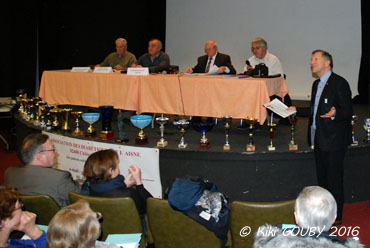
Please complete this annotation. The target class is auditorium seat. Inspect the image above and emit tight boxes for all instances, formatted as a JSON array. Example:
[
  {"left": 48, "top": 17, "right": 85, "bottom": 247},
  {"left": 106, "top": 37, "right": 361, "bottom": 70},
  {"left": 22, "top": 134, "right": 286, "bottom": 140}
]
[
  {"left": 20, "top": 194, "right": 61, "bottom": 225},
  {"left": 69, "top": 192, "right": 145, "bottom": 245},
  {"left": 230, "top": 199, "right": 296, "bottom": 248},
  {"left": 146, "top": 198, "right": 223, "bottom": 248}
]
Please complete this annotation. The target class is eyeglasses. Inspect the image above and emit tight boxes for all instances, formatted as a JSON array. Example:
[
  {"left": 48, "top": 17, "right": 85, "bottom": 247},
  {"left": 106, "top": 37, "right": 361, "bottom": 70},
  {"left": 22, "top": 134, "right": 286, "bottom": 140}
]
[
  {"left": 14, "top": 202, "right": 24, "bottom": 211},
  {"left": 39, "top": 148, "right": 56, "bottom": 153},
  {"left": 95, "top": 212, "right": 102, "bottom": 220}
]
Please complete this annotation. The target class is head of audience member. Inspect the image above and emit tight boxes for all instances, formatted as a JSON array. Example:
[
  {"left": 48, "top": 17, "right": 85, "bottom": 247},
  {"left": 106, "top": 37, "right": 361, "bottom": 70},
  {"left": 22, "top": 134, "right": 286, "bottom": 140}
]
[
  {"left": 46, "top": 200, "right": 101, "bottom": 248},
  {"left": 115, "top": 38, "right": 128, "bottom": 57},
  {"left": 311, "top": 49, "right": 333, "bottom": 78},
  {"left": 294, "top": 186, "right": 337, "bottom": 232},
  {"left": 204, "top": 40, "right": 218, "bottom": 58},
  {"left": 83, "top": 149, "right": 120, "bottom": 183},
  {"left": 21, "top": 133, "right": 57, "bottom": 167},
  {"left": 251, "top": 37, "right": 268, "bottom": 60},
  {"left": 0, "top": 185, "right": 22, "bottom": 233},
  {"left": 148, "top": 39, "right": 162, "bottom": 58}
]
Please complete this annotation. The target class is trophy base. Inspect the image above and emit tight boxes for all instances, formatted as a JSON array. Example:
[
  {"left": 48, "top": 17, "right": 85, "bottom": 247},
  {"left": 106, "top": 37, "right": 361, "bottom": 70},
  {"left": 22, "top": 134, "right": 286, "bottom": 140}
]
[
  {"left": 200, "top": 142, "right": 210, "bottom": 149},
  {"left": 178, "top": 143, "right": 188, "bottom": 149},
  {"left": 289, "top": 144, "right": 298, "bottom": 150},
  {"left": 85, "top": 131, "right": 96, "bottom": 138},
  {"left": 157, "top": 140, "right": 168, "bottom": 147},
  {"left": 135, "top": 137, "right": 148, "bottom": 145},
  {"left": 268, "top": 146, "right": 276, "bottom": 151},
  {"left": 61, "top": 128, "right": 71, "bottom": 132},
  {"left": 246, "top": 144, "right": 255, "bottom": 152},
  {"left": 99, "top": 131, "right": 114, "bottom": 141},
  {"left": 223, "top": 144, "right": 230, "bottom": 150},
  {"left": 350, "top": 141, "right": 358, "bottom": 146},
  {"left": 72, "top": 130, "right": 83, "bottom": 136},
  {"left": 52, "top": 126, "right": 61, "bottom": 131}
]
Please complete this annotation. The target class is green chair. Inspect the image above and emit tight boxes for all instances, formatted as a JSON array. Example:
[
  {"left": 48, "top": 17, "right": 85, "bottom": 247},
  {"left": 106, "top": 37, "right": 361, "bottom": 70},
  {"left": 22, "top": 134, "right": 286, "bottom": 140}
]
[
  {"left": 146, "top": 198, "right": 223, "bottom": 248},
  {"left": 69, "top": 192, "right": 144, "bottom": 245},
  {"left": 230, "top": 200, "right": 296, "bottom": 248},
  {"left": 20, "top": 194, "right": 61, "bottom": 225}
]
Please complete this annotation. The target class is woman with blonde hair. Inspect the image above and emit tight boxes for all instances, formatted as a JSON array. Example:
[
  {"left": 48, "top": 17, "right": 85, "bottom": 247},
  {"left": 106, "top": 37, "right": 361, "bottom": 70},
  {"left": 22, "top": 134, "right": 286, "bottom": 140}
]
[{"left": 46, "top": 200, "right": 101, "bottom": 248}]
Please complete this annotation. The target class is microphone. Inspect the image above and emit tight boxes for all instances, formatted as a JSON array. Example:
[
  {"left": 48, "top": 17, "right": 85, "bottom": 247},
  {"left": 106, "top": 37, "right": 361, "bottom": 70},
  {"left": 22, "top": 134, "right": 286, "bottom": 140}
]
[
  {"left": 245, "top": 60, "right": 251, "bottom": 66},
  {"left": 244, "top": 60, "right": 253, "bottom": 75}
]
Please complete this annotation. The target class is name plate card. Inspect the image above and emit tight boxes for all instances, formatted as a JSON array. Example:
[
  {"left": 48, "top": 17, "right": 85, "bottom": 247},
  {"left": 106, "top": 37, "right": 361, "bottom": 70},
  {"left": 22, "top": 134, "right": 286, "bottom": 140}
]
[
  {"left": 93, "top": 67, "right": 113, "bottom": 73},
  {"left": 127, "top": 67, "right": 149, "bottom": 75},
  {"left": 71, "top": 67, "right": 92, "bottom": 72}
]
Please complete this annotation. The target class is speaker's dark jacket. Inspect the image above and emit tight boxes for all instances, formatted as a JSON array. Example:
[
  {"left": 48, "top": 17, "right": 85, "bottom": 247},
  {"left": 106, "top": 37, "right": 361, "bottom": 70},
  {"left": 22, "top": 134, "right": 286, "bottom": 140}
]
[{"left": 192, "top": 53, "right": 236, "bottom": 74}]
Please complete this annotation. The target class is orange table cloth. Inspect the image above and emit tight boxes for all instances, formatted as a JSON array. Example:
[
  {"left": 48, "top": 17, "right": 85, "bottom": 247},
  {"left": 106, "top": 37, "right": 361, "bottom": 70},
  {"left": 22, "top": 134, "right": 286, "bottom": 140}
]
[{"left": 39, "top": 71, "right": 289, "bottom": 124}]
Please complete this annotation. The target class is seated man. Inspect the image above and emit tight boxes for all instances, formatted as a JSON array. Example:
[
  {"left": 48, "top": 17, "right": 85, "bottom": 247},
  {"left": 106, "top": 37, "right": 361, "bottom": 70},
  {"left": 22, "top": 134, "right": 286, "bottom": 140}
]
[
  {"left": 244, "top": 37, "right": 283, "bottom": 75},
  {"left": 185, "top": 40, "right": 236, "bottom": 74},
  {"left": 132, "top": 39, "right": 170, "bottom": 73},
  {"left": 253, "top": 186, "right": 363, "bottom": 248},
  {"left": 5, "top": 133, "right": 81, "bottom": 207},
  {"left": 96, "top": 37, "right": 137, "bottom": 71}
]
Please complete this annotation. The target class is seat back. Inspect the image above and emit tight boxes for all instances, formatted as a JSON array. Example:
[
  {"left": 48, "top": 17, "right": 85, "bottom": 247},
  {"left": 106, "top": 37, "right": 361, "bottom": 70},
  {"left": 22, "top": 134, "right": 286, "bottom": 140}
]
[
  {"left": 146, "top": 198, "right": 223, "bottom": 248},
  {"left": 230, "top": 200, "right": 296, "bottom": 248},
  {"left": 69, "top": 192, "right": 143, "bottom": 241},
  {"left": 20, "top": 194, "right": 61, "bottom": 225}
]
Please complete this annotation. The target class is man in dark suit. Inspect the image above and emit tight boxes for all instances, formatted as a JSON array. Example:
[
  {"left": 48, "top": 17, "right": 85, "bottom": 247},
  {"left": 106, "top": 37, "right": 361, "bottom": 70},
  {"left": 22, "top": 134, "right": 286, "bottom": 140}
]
^^^^^^^^^^^^^^^^
EXERCISE PROMPT - The material must be restated verbatim. Its pictures must be omitted.

SOLUTION FOR THIS PROBLEM -
Please complete this annotation. The target class is auditorium seat. Inspect the image above and emit tight boxes for all instances, formatted as a JSON array. Example:
[
  {"left": 48, "top": 17, "right": 85, "bottom": 247},
  {"left": 106, "top": 37, "right": 361, "bottom": 70},
  {"left": 22, "top": 134, "right": 286, "bottom": 140}
]
[
  {"left": 20, "top": 194, "right": 61, "bottom": 225},
  {"left": 69, "top": 192, "right": 145, "bottom": 245},
  {"left": 230, "top": 199, "right": 296, "bottom": 248},
  {"left": 146, "top": 198, "right": 223, "bottom": 248}
]
Please complete this annotation. The target class is eyeglasses. Inspect the image above and emit tight boxes for all instances, formatted as a JSON array. Example:
[
  {"left": 48, "top": 17, "right": 85, "bottom": 247},
  {"left": 106, "top": 37, "right": 361, "bottom": 70},
  {"left": 22, "top": 134, "right": 286, "bottom": 140}
]
[
  {"left": 14, "top": 202, "right": 24, "bottom": 211},
  {"left": 39, "top": 148, "right": 56, "bottom": 153},
  {"left": 95, "top": 212, "right": 102, "bottom": 220}
]
Please complete this annotation. The target class is head of audience member. Inspect the image above and emit tight boxes for all instances, formatted as a JSON array. Example:
[
  {"left": 48, "top": 17, "right": 85, "bottom": 247},
  {"left": 106, "top": 37, "right": 361, "bottom": 70},
  {"left": 22, "top": 134, "right": 286, "bottom": 140}
]
[
  {"left": 46, "top": 200, "right": 101, "bottom": 248},
  {"left": 115, "top": 38, "right": 128, "bottom": 57},
  {"left": 311, "top": 49, "right": 333, "bottom": 78},
  {"left": 294, "top": 186, "right": 337, "bottom": 232},
  {"left": 204, "top": 40, "right": 218, "bottom": 58},
  {"left": 83, "top": 149, "right": 120, "bottom": 183},
  {"left": 21, "top": 133, "right": 57, "bottom": 167},
  {"left": 251, "top": 37, "right": 268, "bottom": 60},
  {"left": 0, "top": 185, "right": 22, "bottom": 233},
  {"left": 148, "top": 39, "right": 162, "bottom": 58}
]
Please complete this annotation. The target class is trophy base. Inspect the image above and emit tight boxes for all instances, formatted as a JSON array. Example:
[
  {"left": 48, "top": 17, "right": 85, "bottom": 247},
  {"left": 106, "top": 37, "right": 361, "bottom": 70},
  {"left": 22, "top": 134, "right": 286, "bottom": 140}
]
[
  {"left": 200, "top": 142, "right": 210, "bottom": 149},
  {"left": 178, "top": 143, "right": 188, "bottom": 149},
  {"left": 289, "top": 144, "right": 298, "bottom": 150},
  {"left": 85, "top": 131, "right": 96, "bottom": 138},
  {"left": 157, "top": 140, "right": 168, "bottom": 147},
  {"left": 135, "top": 137, "right": 148, "bottom": 145},
  {"left": 268, "top": 146, "right": 276, "bottom": 151},
  {"left": 61, "top": 128, "right": 71, "bottom": 132},
  {"left": 246, "top": 144, "right": 255, "bottom": 152},
  {"left": 99, "top": 131, "right": 114, "bottom": 141},
  {"left": 223, "top": 144, "right": 230, "bottom": 150},
  {"left": 350, "top": 141, "right": 358, "bottom": 146},
  {"left": 72, "top": 130, "right": 83, "bottom": 136},
  {"left": 52, "top": 126, "right": 61, "bottom": 131}
]
Please complete this annotation. The target class is green chair. Inspect the image above and emit tight boxes for all instances, formatted as a JSON array. Example:
[
  {"left": 48, "top": 17, "right": 85, "bottom": 247},
  {"left": 106, "top": 37, "right": 361, "bottom": 70},
  {"left": 22, "top": 134, "right": 286, "bottom": 140}
]
[
  {"left": 146, "top": 198, "right": 223, "bottom": 248},
  {"left": 69, "top": 192, "right": 144, "bottom": 245},
  {"left": 230, "top": 200, "right": 296, "bottom": 248},
  {"left": 20, "top": 194, "right": 61, "bottom": 225}
]
Please complete this annotation. The target class is woman with blonde hair. Inspect the image above and emit tight boxes for all instances, formatted as a JSON array. Example:
[
  {"left": 48, "top": 17, "right": 85, "bottom": 247},
  {"left": 106, "top": 37, "right": 361, "bottom": 70},
  {"left": 22, "top": 134, "right": 286, "bottom": 140}
]
[{"left": 46, "top": 200, "right": 101, "bottom": 248}]
Please complete this annotation. The target class is microphone. Inspect the image above and emit tight boxes for all instances, formatted as a JSON array. Example:
[
  {"left": 48, "top": 17, "right": 85, "bottom": 247},
  {"left": 106, "top": 37, "right": 361, "bottom": 70},
  {"left": 22, "top": 134, "right": 286, "bottom": 140}
]
[
  {"left": 245, "top": 60, "right": 251, "bottom": 66},
  {"left": 244, "top": 60, "right": 253, "bottom": 75}
]
Please complete this annotation. The target class is name plate card. Inspect the image above and emit tight boxes for all instances, formatted as a JSON array. Example:
[
  {"left": 48, "top": 17, "right": 85, "bottom": 247},
  {"left": 106, "top": 37, "right": 361, "bottom": 70},
  {"left": 22, "top": 134, "right": 286, "bottom": 140}
]
[
  {"left": 93, "top": 67, "right": 113, "bottom": 73},
  {"left": 127, "top": 67, "right": 149, "bottom": 75},
  {"left": 71, "top": 67, "right": 92, "bottom": 72}
]
Please complete this annotation. The target class is speaker's dark jacket. Inspect the image above and emit tight boxes for all instances, formatted as a JSON array. Example:
[
  {"left": 48, "top": 17, "right": 85, "bottom": 247},
  {"left": 106, "top": 37, "right": 361, "bottom": 70},
  {"left": 22, "top": 134, "right": 286, "bottom": 140}
]
[{"left": 192, "top": 53, "right": 236, "bottom": 74}]
Please complete this annotation. The target class is orange table cloth. Inspect the image above and emit tight boxes for all instances, formatted as a JSON array. Example:
[
  {"left": 48, "top": 17, "right": 85, "bottom": 247},
  {"left": 106, "top": 37, "right": 361, "bottom": 70},
  {"left": 22, "top": 134, "right": 286, "bottom": 140}
]
[{"left": 39, "top": 71, "right": 289, "bottom": 124}]
Please complete this annotation. The target class is seated man. Inspect the image above and emit tight boxes for all instances, formatted as a JSON array. Example:
[
  {"left": 48, "top": 17, "right": 85, "bottom": 247},
  {"left": 106, "top": 37, "right": 361, "bottom": 70},
  {"left": 22, "top": 134, "right": 286, "bottom": 140}
]
[
  {"left": 244, "top": 37, "right": 283, "bottom": 75},
  {"left": 185, "top": 40, "right": 236, "bottom": 74},
  {"left": 132, "top": 39, "right": 170, "bottom": 73},
  {"left": 253, "top": 186, "right": 363, "bottom": 248},
  {"left": 5, "top": 133, "right": 81, "bottom": 207},
  {"left": 96, "top": 37, "right": 137, "bottom": 71}
]
Please complete this annotation. The target class is seat back. Inspect the image above and emit tight boxes for all instances, formatted as a JSON array. Example:
[
  {"left": 48, "top": 17, "right": 85, "bottom": 247},
  {"left": 106, "top": 37, "right": 361, "bottom": 70},
  {"left": 22, "top": 134, "right": 286, "bottom": 140}
]
[
  {"left": 146, "top": 198, "right": 223, "bottom": 248},
  {"left": 230, "top": 200, "right": 296, "bottom": 248},
  {"left": 69, "top": 192, "right": 143, "bottom": 241},
  {"left": 20, "top": 194, "right": 61, "bottom": 225}
]
Please complete this annotation. The target class is man in dark suit. Inspect the image above and emit tight boxes for all instances, formatted as a JSON array. Example:
[
  {"left": 48, "top": 17, "right": 85, "bottom": 247},
  {"left": 106, "top": 37, "right": 361, "bottom": 70},
  {"left": 22, "top": 134, "right": 286, "bottom": 140}
]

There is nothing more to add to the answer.